• [Questions to answer]
1/ Answer these from the passage on leadership at CLS Health:
(a) What kind of organization is CLS Health, and in which state is it?
(b) What three words describe the system that has been inherited?
(c) In what three things is the culture at CLS Health meant to be rooted?
2/ Supply the text that follows the last sentence of the passage on leadership at CLS Health.

• [Given text]
-.-.-

For me, legacy is not about accolades. It’s about people, their stories, their struggles, and the way they feel when they know someone’s fighting for them.


As CEO of CLS Health, a physician-led, multispecialty healthcare group in Texas, I’ve had the privilege, and the burden, of trying to do more than lead a company. I’ve been trying to fix something that feels broken from the inside out. Because healthcare, as we’ve known it, hasn’t kept up with the people it’s meant to serve. Not the patients. Not the providers. Not the communities that count on it.


We’ve inherited a system that can feel cold, fragmented, and impersonal. But I believe we can rebuild it not by reengineering every regulation, but by reimagining how we lead.


At CLS Health, our mission is to build a culture rooted in transparency, communication, and compassion. I believe in listening before reacting. In admitting when something isn’t working. In inviting every voice to the table, even the quiet ones. Especially the quiet ones.

-.-.-

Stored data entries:
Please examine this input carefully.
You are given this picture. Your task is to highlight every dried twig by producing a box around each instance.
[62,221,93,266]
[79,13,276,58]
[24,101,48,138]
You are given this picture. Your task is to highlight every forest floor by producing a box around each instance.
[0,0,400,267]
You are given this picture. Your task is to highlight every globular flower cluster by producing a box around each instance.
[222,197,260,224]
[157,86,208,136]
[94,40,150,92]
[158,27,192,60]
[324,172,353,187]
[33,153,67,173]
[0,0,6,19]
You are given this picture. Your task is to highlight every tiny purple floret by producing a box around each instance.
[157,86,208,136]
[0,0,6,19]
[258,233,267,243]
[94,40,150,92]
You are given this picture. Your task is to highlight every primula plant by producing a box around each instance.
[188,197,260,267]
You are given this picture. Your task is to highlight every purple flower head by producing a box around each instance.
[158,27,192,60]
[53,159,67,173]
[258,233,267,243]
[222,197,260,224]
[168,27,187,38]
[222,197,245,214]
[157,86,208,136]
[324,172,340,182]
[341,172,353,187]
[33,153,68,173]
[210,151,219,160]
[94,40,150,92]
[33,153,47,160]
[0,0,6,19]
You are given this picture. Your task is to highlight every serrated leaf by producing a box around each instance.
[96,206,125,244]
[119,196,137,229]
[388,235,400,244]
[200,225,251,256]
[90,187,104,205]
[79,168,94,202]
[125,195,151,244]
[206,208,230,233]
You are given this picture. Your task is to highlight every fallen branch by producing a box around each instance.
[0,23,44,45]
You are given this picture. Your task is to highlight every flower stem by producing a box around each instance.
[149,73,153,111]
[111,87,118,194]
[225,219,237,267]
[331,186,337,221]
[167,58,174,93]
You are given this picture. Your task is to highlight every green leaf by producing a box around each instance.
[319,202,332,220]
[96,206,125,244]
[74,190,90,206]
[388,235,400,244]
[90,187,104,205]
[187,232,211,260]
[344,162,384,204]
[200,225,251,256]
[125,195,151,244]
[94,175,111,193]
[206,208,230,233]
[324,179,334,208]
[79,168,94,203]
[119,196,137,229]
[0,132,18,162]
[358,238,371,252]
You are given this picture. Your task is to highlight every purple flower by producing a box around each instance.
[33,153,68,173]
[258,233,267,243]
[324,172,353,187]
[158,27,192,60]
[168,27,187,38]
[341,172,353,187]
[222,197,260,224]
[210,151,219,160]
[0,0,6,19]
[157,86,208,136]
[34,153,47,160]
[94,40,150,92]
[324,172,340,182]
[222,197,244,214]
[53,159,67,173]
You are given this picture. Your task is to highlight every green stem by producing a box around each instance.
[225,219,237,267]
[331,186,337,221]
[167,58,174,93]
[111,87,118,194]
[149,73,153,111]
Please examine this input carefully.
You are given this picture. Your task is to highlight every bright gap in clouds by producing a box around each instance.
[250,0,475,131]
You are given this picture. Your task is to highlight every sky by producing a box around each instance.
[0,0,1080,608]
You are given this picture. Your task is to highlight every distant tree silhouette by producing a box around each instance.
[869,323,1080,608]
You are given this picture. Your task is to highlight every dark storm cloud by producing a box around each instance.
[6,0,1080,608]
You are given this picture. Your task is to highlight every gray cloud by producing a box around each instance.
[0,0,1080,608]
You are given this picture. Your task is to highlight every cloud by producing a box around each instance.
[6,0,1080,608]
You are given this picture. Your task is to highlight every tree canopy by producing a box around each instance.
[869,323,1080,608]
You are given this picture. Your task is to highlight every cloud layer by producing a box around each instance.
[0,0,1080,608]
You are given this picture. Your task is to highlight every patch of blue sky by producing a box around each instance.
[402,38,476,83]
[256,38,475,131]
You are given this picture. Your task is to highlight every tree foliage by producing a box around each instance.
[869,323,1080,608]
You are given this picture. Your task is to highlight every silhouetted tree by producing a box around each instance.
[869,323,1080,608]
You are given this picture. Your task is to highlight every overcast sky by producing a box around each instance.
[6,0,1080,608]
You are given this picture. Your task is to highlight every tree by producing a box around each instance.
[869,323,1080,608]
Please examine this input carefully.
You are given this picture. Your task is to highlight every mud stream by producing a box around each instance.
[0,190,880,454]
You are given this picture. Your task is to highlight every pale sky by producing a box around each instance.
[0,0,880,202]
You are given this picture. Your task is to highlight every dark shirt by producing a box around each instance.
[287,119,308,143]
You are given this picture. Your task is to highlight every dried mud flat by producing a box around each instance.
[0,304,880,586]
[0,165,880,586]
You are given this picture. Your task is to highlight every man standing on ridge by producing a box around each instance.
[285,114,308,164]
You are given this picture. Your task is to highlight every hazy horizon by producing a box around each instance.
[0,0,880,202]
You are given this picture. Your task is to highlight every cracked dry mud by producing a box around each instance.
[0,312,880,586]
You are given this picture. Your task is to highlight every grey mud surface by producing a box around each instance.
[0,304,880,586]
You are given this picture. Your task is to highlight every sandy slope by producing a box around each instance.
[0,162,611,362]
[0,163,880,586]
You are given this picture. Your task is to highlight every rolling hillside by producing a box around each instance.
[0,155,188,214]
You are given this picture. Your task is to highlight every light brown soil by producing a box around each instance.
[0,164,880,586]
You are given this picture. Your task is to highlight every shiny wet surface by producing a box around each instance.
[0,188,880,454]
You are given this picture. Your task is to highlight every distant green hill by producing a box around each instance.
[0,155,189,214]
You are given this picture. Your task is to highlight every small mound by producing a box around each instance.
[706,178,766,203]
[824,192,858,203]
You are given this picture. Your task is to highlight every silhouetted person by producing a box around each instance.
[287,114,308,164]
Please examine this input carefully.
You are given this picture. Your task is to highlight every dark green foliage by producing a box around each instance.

-.-.-

• [Responses for each task]
1/
(a) A physician-led, multispecialty healthcare group in Texas.
(b) Cold, fragmented, and impersonal.
(c) Transparency, communication, and compassion.

2/
I don’t lead for power or prestige. I lead because I want our teams to feel safe, heard, and supported. I want our patients to walk into our clinics and feel seen—not just treated. And I want every person who works in healthcare to know that burnout and disconnection don’t have to be the norm.


Some of my proudest moments aren’t measured on a balance sheet. They’re in the stories of a front desk team member who redesigned a check-in process to ease anxiety for patients, or a physician who took extra time to care for a family in crisis, or a marketer who helped redefine our voice to sound more like humans and less like corporate jargon.


That’s the kind of leadership I believe in, one that makes people the legacy.


We’ve worked hard to humanize our workplace. We’ve stood beside our communities through outreach programs, charity partnerships, and public health initiatives. Because if leadership only happens within four walls, it’s not leadership at all.


As a woman in healthcare leadership, I’ve often had to navigate rooms where I was the only woman present; rooms where strength was questioned, and compassion was misunderstood. But I’ve learned that leadership doesn’t require permission. It requires courage. And I hope to pass that courage on to others, especially the next generation of women who will build, heal, and lead.


Legacy isn’t one bold moment, it’s a million quiet ones. It’s built in showing up when it’s hard. In making decisions when the path isn’t clear. In choosing people over ego, purpose over politics, and heart over hustle.


If I’m remembered for anything, I hope it’s this: that I helped prove healthcare can be better. That leadership can be human. That business can be built with grace, not just grit.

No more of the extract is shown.